Job = Reproduce every one of the rows below verbatim, leaving the pictures out of your answer.

Data provided =
START

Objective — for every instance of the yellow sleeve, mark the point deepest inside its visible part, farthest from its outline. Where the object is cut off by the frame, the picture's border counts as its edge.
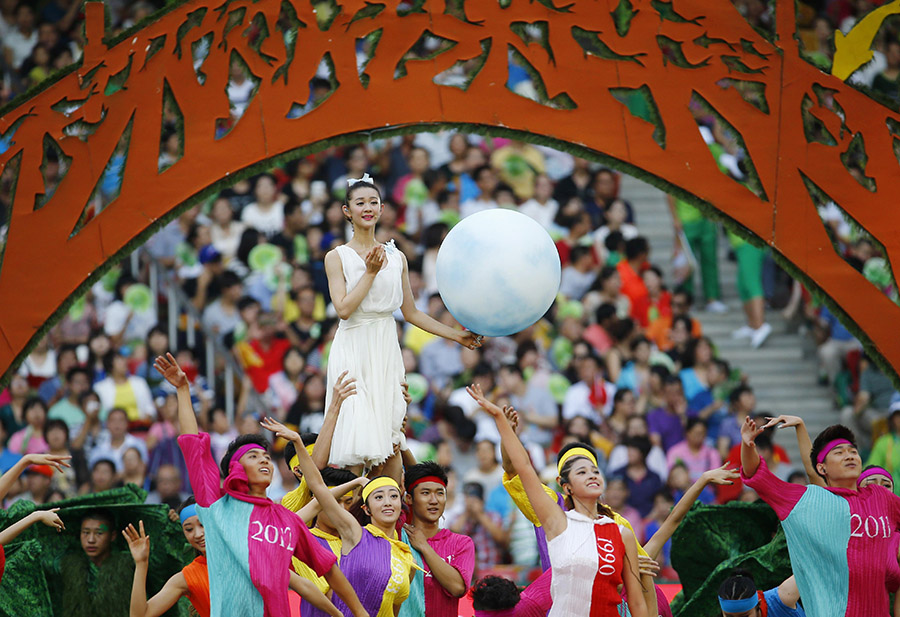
(297, 498)
(516, 490)
(308, 573)
(621, 520)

END

Written answer =
Objective — for every instance of the yellow sleeve, mark the point deepest inside its visible part, farthest from its outline. Where the object is cut off by the frame, the picture's border counts as its edge.
(297, 498)
(516, 490)
(308, 573)
(621, 520)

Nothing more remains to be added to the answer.